*TASK:*
Retype, without changes, every line from the line that contains "girl in red" through the final line of the records. Exclude pictures.

* * * * * * * * *

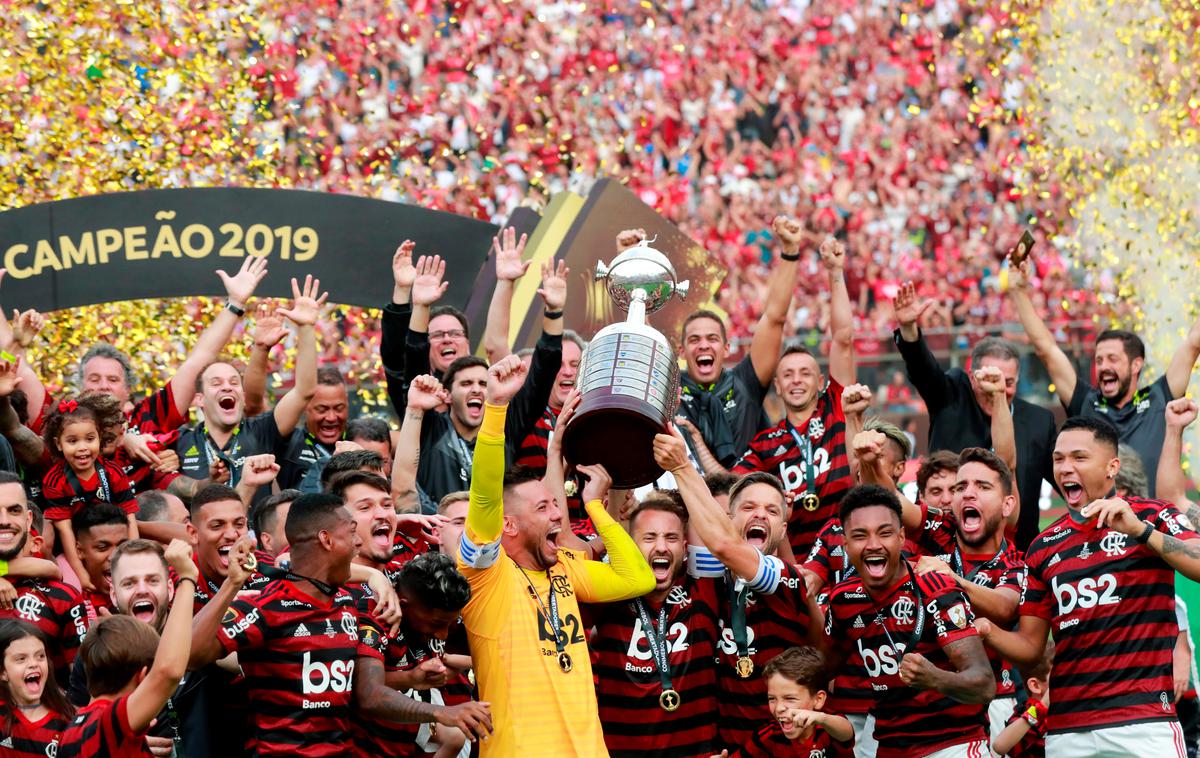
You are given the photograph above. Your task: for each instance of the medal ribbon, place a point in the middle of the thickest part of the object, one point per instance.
(658, 641)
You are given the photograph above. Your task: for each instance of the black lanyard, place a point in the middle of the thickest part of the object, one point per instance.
(556, 625)
(103, 489)
(805, 445)
(276, 572)
(658, 641)
(957, 555)
(216, 453)
(918, 627)
(738, 617)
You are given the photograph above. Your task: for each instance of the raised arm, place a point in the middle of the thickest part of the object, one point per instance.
(171, 660)
(424, 397)
(509, 268)
(841, 314)
(706, 518)
(768, 335)
(971, 681)
(485, 512)
(1183, 555)
(1059, 366)
(919, 364)
(1171, 483)
(1179, 372)
(627, 575)
(239, 288)
(1024, 647)
(268, 332)
(856, 398)
(304, 312)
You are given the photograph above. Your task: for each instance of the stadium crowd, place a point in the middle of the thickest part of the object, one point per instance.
(283, 577)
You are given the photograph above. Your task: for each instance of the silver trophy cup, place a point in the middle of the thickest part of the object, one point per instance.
(629, 376)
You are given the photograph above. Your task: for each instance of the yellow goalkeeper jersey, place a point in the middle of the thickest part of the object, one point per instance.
(538, 709)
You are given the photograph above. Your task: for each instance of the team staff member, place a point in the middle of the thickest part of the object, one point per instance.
(929, 672)
(655, 677)
(1103, 578)
(1119, 359)
(527, 641)
(765, 607)
(725, 404)
(960, 409)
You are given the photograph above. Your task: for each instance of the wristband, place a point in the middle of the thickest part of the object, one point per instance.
(1144, 537)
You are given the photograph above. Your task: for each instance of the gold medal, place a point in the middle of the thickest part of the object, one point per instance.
(744, 667)
(670, 701)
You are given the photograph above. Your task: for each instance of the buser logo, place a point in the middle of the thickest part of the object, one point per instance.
(318, 678)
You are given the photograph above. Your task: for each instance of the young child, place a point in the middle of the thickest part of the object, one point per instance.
(796, 692)
(130, 674)
(75, 431)
(34, 713)
(1024, 735)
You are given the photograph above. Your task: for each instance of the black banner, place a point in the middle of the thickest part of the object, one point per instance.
(169, 242)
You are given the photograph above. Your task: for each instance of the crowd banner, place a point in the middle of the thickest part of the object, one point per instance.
(169, 242)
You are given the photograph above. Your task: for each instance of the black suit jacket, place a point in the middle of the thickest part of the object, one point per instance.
(955, 421)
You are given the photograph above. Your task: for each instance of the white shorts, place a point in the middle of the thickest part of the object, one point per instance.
(999, 713)
(864, 734)
(1159, 739)
(977, 749)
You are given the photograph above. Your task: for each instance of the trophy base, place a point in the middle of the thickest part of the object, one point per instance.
(617, 433)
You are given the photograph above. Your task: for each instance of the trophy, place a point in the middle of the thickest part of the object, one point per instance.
(629, 376)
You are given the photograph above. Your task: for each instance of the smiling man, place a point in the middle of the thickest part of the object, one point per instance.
(1117, 359)
(1103, 579)
(655, 677)
(928, 669)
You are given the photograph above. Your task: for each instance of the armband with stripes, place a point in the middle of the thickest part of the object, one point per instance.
(478, 555)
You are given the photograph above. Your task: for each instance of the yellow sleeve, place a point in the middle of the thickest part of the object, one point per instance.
(625, 576)
(485, 513)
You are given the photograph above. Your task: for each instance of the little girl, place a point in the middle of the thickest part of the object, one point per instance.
(76, 431)
(34, 713)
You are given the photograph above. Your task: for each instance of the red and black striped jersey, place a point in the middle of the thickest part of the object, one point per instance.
(63, 501)
(298, 655)
(628, 684)
(59, 611)
(1033, 744)
(102, 728)
(1110, 603)
(376, 737)
(907, 720)
(851, 691)
(769, 741)
(778, 451)
(33, 739)
(156, 414)
(939, 537)
(774, 623)
(532, 452)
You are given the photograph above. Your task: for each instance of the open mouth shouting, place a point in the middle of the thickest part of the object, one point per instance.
(34, 683)
(875, 565)
(757, 534)
(1074, 494)
(144, 609)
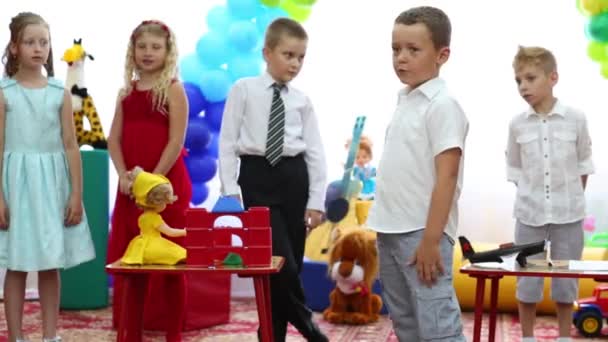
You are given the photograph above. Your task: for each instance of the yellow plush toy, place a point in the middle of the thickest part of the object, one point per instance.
(153, 192)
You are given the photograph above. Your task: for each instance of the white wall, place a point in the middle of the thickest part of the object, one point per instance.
(348, 73)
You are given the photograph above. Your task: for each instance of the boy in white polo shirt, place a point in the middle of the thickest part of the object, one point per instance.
(418, 184)
(548, 158)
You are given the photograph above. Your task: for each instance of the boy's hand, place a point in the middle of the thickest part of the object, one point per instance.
(4, 220)
(73, 211)
(312, 218)
(427, 259)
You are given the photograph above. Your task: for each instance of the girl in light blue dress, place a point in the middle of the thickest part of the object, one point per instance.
(43, 226)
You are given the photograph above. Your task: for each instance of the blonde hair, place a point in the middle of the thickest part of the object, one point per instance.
(282, 27)
(16, 27)
(160, 89)
(535, 56)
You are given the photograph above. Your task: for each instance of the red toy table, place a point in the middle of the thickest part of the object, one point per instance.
(130, 326)
(495, 275)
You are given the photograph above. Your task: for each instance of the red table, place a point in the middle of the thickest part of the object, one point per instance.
(135, 280)
(494, 274)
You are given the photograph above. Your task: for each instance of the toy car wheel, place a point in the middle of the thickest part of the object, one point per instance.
(589, 324)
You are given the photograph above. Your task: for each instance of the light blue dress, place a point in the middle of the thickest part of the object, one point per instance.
(36, 183)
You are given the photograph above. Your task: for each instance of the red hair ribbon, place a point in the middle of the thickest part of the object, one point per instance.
(162, 25)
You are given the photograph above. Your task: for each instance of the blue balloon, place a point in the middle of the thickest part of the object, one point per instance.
(201, 168)
(267, 16)
(215, 84)
(219, 19)
(213, 50)
(200, 192)
(213, 115)
(191, 69)
(197, 136)
(196, 101)
(245, 66)
(214, 145)
(243, 35)
(243, 9)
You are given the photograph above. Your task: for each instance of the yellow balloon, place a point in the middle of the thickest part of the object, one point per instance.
(593, 7)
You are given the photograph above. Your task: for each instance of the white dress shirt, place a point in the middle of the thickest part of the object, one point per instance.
(426, 122)
(546, 157)
(244, 128)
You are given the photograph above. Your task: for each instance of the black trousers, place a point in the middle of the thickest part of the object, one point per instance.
(284, 189)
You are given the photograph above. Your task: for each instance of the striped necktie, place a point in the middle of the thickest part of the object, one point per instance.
(276, 127)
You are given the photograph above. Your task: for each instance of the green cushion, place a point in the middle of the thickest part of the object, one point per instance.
(86, 286)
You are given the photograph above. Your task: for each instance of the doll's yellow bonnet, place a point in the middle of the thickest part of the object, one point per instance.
(144, 182)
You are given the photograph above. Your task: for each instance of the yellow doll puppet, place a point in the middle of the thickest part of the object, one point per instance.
(152, 193)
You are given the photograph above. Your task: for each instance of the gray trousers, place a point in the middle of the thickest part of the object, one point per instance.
(418, 312)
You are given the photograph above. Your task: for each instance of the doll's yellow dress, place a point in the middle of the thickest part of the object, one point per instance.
(150, 247)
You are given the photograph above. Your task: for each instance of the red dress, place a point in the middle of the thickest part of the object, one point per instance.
(145, 134)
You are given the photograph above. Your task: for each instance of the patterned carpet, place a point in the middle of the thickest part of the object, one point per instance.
(92, 326)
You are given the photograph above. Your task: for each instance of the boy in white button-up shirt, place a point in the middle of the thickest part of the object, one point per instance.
(418, 184)
(548, 158)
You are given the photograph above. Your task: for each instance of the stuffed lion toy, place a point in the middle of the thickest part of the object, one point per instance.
(353, 264)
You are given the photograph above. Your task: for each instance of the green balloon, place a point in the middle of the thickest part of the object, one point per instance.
(271, 3)
(597, 27)
(604, 69)
(305, 2)
(295, 11)
(597, 51)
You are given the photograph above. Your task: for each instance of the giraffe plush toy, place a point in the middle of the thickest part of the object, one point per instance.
(82, 102)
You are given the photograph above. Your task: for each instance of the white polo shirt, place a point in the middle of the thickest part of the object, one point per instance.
(427, 121)
(546, 157)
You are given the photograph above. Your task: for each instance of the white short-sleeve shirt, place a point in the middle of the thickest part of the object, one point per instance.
(426, 122)
(546, 157)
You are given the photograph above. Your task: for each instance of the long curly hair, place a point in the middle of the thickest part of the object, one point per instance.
(16, 27)
(160, 89)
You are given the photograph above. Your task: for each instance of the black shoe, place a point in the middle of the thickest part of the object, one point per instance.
(316, 335)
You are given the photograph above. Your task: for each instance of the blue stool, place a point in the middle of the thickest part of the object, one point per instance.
(317, 286)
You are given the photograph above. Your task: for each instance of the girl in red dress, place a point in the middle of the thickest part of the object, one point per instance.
(148, 130)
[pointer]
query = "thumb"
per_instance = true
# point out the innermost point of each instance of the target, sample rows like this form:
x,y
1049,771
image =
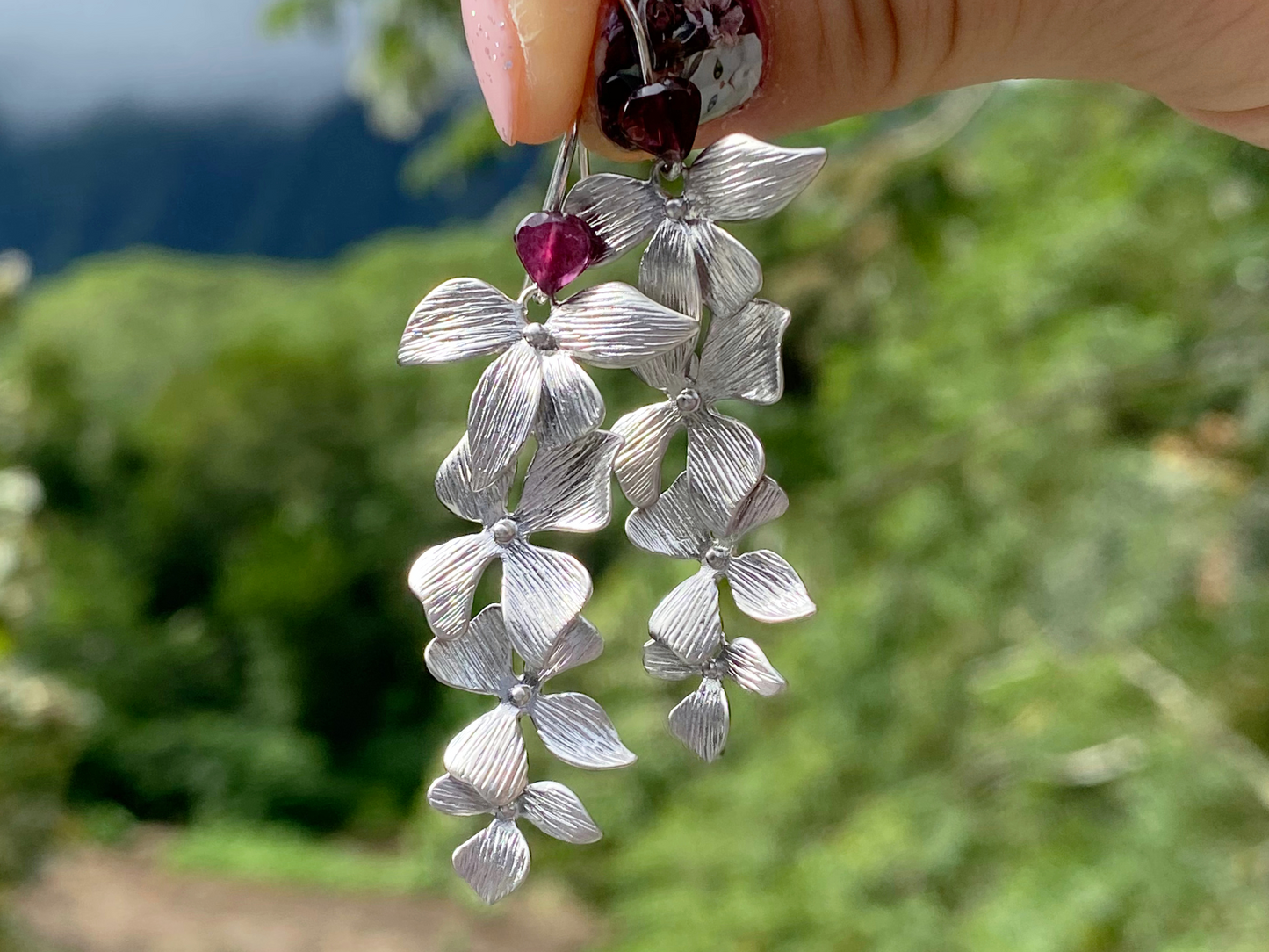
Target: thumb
x,y
532,59
827,59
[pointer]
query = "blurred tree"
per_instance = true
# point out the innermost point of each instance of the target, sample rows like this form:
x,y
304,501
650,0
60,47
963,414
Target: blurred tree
x,y
1026,439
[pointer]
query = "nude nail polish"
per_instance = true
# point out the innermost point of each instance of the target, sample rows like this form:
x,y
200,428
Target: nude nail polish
x,y
498,56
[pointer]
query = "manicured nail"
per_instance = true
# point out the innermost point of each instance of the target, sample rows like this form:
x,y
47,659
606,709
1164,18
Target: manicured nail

* * * * * * * * *

*TASK RESULT:*
You are given the photograph above. Your task: for each instance of the girl in red dress, place a point in the middle of the thickest part of the object, one point per instance.
(148, 130)
[pointer]
query = "thumb"
per_instance = true
# point out the innermost point of each instance of the target, sample rows like this form:
x,y
1049,771
image =
Target: thumb
x,y
532,59
827,59
[pointer]
query = "blurred tree"
per_instance = true
# point out the innermost point of each instance of the target, sample rows like this form:
x,y
304,501
650,0
60,47
963,414
Target: blurred tree
x,y
1026,439
[pointer]
query = "nude nail polish"
per_instance = true
# point out the innermost point of each instance of the target, sample rows like this form:
x,y
200,428
Target: nude nail polish
x,y
498,56
[pointer]
query = "manicured nail"
per_instance = true
# point out the innermost point of each instance of the target, sample rows like this form:
x,y
47,659
606,709
1164,18
Target: manicured nail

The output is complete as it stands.